Sayfa alıntısı:
>>>
Türkiye, Uluslararası Organize Suça Karşı Küresel İnisiyatif tarafından yayınlanan Küresel Organize Suç Endeksi’nde 10 üzerinden 6.89 puanla 193 ülke içinde 12’nci sıraya, Avrupa’da ise bir numaraya yükseldi. Yayınlanan raporda Orta Asya, Kafkaslar, Orta Doğu ve Doğu Avrupa ülkeleri için bölgesel bir finans merkezi olan Türkiye’nin, uyuşturucu ve insan kaçakçılığı ile göçmen ve akaryakıt kaçakçılığından elde edilen yasadışı gelirler de dahil olmak üzere önemli kara para aklama riskleriyle karşı karşıya olduğu vurgulandı.
Son yıllarda AKP rejimince kara parayla mücadelede gerekli tedbirlerin alınmaması, suç gelirlerine el konulması, dondurulmuş varlıkların yönetilmesi ve ülkeye büyük miktarlarda nakit parayla giriş yapılmasına ilişkin kısıtlamaların olmamasının kara para aklamanın takibini zorlaştırdığına dikkat çekilerek “Ayrıca hükümetin kara para aklama konusundaki soruşturma faaliyetleri açıkça siyasallaşmış olmakla eleştiriliyor ve devletle iç içe geçmiş kişilerin kara para aklama operasyonlarına doğrudan ya da dolaylı olarak dahil olmaları muhtemel” ifadelerine yer verildi.
<<<
Yapılacak iş: Organize suç endeksiyle ilgili yukarıdaki metne göre şu ifadelerin her biri doğru mu? Her birine evet ya da hayır deyin ve metinde kararı belirleyen sözleri tırnak içinde değiştirmeden verin. 1. Türkiye endekste Avrupa'da ilk sıradadır. 2. Türkiye endeksten 10 üzerinden 7'nin üstünde puan almıştır. 3. Raporda ülkeye büyük miktarda nakit parayla girişe dair kısıtlama bulunmadığı belirtilmektedir.

Döküm:
>>>
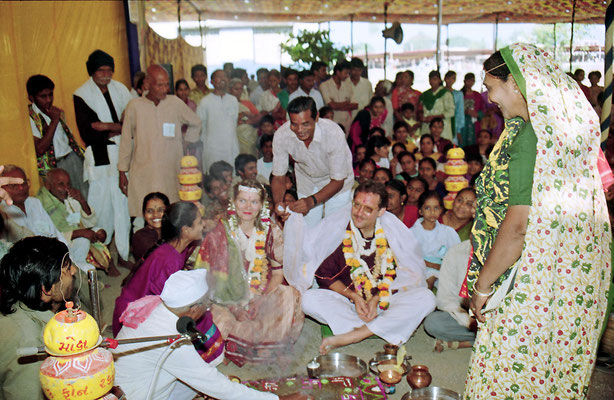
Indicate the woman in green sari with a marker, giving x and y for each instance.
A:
<<<
>>>
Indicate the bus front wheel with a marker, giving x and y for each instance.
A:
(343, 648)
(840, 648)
<<<
Tam çıktı:
1. Evet: "Avrupa’da ise bir numaraya yükseldi"
2. Hayır: "10 üzerinden 6.89 puanla"
3. Evet: "ülkeye büyük miktarlarda nakit parayla giriş yapılmasına ilişkin kısıtlamaların olmamasının"